* _Petikan Bacaan_:
══════════
Daging kurban diberikan pada non muslim

Bagaimana hukumnya orang qurban dagingnya sebagian diberikan kepada tetangga yang non muslim?

Qurban tersebut hukumnya sah, sedang memberikan daging tersebut kepada non muslim hukumnya tidak boleh (haram).

(قَوْلُهُ وَقِيْلَ يُهْدِيْ ثُلُثًا لِلْمُسْلِمِيْنَ اْلأَغْنِيَاءِ) هَذَا هُوَ الْمُعْتَمَدُ

وَقَوْلُهُ وَيَتَصَدَّقُ بِثُلُثٍ عَلَى الْفُقَرَاءِ أَيِ الْمُسْلِمِيْنَ أَيْضًا وَخَرَجَ بِقَيْدِ الْمُسْلِمِيْنَ غَيْرُهُمْ فَلاَ يَجُوْزُ إِعْطَاؤُهُمْ مِنْهَا شَيْئًا كَمَا نَصَّ عَلَيْهِ الْبُوَيْطِيّ. وَوَقَعَ فِي الْمَجْمُوْعِ جَوَازُ اِطْعَامِ فُقَرَاءِ أَهْلِ الذِّمَّةِ مِنْ أُضْحِيَةِ التَّطَوُّعِ دُوْنَ الْوَاجِبَةِ وَتَعَجَّبَ مِنْهُ اْلأَذْرُعِيّ. فَالْحَقُّ أَنَّهُ لاَ يَجُوْزُ إِطْعَامُ الذَّمِّيِّيْنَ مِنَ اْلأُضْحِيَةِ

مُطْلَقًا لاَ تَصَدُّقًا وَلاَ اهْدَاءً حَتَّى لَوْ أَخَذَهَا فُقَرَاءُ الْمُسْلِمِيْنَ صَدَقَةً وَأَغْنِيَاؤُهُمْ هَدِيَّةً حَرُمَ عَلَيْهِمُ التَّصَدُّقُ بِشَيْءٍ مِمَّا أَخَذُوْهُ أَوْ اِهْدَاءُ شَيْءٍ مِنْهُ لأَهْلِ الذِّمَّةِ وَكَذَلَكَ بَيْعُهُ لَهُمْ لأَنَّهَا ضِيَافَةُ اللهِ للْمُسْلِمِيْنَ كَمَا قَالَهُ الشَّيْخُ الشِّبْرَامَلِسِيّ وَهُوَ الْمُعْتَمَدُ. [الباجوري 2/301].
══════════
Petikan dari sebuah dataset:
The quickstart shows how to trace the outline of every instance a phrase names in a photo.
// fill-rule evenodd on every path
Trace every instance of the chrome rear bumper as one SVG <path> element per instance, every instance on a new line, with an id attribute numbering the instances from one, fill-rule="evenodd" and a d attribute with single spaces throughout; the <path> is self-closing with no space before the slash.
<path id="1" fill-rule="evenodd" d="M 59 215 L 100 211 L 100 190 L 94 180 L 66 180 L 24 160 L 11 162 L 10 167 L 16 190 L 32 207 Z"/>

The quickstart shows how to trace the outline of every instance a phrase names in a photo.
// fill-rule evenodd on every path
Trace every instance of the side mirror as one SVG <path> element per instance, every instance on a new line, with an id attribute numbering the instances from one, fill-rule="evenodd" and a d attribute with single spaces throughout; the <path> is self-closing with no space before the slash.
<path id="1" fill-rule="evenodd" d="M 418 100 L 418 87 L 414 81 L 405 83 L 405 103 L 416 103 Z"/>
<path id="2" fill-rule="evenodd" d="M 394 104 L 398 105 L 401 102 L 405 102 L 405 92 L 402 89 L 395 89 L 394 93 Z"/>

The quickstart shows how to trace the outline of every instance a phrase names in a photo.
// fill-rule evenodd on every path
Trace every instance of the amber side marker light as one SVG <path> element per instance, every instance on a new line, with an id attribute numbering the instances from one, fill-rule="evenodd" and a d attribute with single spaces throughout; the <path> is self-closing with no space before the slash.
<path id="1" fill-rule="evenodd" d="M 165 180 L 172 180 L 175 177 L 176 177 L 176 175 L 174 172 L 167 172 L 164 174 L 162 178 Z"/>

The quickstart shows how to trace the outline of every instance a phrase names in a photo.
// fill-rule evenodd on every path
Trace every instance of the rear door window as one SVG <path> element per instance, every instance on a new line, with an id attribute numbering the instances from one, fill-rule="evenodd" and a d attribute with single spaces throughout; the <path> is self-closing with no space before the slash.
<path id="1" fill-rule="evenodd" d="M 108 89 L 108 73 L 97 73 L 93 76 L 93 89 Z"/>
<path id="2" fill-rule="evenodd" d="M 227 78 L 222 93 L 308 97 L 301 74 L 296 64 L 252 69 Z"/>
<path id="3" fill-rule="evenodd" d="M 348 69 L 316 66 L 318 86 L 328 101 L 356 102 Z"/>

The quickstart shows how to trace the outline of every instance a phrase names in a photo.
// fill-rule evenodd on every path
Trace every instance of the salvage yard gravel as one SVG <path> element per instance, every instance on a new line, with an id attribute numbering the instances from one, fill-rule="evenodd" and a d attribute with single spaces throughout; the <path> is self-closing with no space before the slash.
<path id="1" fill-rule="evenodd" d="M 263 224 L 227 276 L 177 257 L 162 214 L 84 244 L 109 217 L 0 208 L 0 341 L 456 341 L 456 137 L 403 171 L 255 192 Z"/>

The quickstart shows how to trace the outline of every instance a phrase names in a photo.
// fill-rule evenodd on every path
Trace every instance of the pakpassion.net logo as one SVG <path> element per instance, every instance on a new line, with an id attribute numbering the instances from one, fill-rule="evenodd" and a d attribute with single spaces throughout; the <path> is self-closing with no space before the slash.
══════════
* _Langkah yang Diminta_:
• A. Jawablah pertanyaan berikut berdasarkan teks tentang daging kurban bagi non-muslim.
(i) Apa hukum kurbannya jika sebagian daging diberikan kepada tetangga non-muslim?
(ii) Menurut kutipan berbahasa Arab, siapa yang menyatakan bahwa non-muslim tidak boleh diberi daging kurban sedikit pun?
(iii) Sumber apa yang dicantumkan dalam kurung siku di akhir teks?
• B. Lanjutkan teks tentang daging kurban bagi non-muslim setelah kalimat terakhirnya.

* _Hasil Tiap Tugas_:
• A.
(i) Kurbannya sah.
(ii) Al-Buwaithi.
(iii) Al-Bajuri, 2/301.

• B.
“Kalimat “sebagian pendapat sepertiga daging qurban sunat dihadiahkan kepada orang-orang kaya yang beragama Islam”. Ini adalah pendapat yang mu’tamad. Kalimat “seper-tiga lagi dihadiahkan kepada orang-orang fakir”, yakni yang beragama Islam juga. Dengan qayid (batasan) muslim, dikeluarkanlah selain muslim, maka tidaklah diperbolehkan memberikan daging qurban sama sekali kepada mereka, sebagaimana keterangan Al-Buwaithi. Dalam Al-Majmu’ terdapat keterangan mengenai diperbolehkannya memberi-kan makan kepada para orang fakir ahli dzimmah dari daging qurban sunat, tidak qurban wajib, dan Al-Adzra’i heran dengan keterangan ini. Sedang yang benar adalah tidak diperbolehkan memberikan makan daging qurban kepada para ahli dzimmah secara mutlak (baik qurban sunat ataupun wajib). Tidak boleh juga dengan menyedekahkan ataupun dengan menghadiahkan, sehingga andaikan para

orang fakir yang muslim mengambil daging tersebut sebagai shadaqah dari orang-orang kaya muslim sebagai hadiah, maka haramlah bagi mereka menyedekahkan sebagian

daging dari yang diambilnya atau menghadiahkannya sebagian daging tersebut kepada ahli dzimmah. Demikian juga menjual-nya kepada mereka, karena qurban adalah jamuan Allah pada orang-orang Islam, sebagaimana keterangan Al-Syaikh al-Syibramalisi. Pendapat ini adalah yang mu’tamad.” ( Al-Bajuri II/301).

[+/-] Selengkapnya...

Pernyataan kurban

Seorang berkata, “Kambing ini akan saya buat kurban.” Apakah kambing tersebut harus disembelih ? Bolehkah orang tersebut ikut makan dagingnya ?

Kambing tersebut harus disembelih sebagai kurban nadzar dan orang tersebut tidak boleh makan dagingnya, kecuali apabila kalimat tersebut dimaksud sekedar memberi tahu.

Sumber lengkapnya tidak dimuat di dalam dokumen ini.